**WHAT YOU NEED TO DO**
Where a line of the records holds the string "clicks", copy that line.

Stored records
- - - - -
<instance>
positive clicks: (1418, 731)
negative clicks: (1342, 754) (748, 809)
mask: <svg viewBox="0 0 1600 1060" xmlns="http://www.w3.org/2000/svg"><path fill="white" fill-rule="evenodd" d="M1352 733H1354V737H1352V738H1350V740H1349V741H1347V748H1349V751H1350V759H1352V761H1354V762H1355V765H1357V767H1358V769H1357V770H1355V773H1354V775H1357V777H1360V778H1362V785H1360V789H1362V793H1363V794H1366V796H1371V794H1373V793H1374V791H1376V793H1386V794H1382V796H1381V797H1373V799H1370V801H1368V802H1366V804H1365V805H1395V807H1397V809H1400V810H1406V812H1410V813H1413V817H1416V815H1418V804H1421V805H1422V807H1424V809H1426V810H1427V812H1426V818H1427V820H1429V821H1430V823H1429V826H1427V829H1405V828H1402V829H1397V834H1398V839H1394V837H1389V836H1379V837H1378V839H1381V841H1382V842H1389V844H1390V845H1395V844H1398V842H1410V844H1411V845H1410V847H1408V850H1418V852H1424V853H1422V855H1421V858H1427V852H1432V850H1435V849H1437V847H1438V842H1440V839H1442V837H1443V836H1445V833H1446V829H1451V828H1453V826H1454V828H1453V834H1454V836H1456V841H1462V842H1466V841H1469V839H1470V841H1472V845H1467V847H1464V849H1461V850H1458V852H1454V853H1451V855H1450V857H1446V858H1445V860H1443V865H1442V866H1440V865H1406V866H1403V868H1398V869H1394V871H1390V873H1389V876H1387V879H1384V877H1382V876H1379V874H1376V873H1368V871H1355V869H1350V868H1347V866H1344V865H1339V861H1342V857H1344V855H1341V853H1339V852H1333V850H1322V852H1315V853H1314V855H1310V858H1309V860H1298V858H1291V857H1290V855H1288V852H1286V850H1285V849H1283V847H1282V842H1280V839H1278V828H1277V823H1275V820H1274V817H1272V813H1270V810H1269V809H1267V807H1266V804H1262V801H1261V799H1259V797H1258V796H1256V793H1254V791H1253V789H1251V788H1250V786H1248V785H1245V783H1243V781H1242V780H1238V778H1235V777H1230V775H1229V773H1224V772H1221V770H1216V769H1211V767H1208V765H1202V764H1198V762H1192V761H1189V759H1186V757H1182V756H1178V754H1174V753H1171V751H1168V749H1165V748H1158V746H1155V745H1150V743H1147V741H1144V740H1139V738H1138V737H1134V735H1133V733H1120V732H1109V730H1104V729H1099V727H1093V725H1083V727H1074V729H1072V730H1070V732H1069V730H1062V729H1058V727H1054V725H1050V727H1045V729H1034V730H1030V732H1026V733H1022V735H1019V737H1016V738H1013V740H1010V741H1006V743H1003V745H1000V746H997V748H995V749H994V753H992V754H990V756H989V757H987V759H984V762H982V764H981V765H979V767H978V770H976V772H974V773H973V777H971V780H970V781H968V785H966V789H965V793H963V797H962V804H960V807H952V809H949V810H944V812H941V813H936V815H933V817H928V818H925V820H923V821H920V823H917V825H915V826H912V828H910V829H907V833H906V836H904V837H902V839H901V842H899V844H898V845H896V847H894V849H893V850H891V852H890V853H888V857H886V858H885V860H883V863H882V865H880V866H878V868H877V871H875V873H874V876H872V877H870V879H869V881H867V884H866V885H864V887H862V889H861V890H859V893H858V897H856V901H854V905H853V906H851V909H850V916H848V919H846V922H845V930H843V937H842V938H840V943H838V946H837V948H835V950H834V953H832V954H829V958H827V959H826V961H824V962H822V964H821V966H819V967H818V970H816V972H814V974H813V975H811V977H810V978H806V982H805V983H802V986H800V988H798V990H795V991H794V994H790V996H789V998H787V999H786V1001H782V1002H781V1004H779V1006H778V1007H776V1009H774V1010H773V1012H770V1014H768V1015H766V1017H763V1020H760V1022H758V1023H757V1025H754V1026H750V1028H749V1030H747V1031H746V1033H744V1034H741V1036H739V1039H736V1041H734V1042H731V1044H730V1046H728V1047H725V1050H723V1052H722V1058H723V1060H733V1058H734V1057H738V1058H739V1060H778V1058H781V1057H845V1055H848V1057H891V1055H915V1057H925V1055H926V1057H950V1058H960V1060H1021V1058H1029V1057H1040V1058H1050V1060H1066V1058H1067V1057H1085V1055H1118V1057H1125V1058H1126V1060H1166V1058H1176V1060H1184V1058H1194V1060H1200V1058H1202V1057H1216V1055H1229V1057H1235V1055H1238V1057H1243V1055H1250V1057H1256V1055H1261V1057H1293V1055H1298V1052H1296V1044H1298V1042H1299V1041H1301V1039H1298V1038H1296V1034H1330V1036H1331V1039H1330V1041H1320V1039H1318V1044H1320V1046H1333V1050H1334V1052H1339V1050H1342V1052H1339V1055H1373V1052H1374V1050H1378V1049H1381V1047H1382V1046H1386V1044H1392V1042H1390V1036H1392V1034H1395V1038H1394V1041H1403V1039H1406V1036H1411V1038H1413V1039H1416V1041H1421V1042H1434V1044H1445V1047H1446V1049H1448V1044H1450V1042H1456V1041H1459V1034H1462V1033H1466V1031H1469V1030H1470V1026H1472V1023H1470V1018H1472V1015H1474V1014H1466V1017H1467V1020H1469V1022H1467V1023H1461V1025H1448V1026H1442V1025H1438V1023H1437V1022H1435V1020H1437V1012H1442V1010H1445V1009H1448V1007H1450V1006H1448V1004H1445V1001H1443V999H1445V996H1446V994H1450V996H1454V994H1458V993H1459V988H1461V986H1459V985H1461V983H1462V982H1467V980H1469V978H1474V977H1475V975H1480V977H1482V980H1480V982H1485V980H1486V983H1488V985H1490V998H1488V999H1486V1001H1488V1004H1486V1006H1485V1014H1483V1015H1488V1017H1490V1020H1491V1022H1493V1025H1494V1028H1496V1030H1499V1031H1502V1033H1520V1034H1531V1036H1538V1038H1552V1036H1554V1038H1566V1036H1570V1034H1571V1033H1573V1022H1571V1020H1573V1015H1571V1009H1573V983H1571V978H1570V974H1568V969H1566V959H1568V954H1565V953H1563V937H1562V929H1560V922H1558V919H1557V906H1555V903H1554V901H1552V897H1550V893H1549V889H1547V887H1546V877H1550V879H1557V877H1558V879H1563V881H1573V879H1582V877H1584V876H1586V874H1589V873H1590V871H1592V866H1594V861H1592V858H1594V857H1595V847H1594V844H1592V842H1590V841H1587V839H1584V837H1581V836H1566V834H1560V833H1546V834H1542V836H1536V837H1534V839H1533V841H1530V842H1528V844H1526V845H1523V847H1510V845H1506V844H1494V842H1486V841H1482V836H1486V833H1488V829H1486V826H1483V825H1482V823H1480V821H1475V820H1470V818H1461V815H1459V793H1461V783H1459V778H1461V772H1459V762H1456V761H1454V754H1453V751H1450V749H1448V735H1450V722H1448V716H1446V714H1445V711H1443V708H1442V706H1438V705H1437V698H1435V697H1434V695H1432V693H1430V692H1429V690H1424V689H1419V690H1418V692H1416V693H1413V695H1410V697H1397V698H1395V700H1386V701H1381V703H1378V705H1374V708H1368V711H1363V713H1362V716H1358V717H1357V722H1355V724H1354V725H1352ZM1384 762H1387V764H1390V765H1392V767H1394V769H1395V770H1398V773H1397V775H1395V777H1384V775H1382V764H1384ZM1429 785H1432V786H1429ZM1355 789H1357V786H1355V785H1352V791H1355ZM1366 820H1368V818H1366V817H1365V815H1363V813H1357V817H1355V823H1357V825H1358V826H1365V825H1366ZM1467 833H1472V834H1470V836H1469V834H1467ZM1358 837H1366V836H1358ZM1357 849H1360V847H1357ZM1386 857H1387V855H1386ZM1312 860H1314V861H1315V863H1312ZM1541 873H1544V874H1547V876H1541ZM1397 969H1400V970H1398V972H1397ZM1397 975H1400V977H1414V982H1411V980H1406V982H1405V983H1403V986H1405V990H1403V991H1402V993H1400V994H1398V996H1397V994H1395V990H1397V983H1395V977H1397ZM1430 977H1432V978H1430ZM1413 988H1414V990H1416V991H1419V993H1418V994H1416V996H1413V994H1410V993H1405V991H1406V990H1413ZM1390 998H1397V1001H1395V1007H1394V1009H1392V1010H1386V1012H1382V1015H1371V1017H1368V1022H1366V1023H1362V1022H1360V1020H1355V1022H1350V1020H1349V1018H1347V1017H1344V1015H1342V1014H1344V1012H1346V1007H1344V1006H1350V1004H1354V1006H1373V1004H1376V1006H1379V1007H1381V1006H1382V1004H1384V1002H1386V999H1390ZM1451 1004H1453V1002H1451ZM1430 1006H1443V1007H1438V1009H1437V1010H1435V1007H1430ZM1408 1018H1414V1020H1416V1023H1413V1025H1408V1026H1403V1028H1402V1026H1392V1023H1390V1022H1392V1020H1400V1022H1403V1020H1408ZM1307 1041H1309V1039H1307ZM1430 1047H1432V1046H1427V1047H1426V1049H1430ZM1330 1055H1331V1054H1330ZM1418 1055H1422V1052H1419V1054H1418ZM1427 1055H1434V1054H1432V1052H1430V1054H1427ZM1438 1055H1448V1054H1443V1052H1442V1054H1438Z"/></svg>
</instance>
- - - - -
**SOLUTION FOR THIS PROBLEM**
positive clicks: (1418, 731)
negative clicks: (1342, 754) (748, 809)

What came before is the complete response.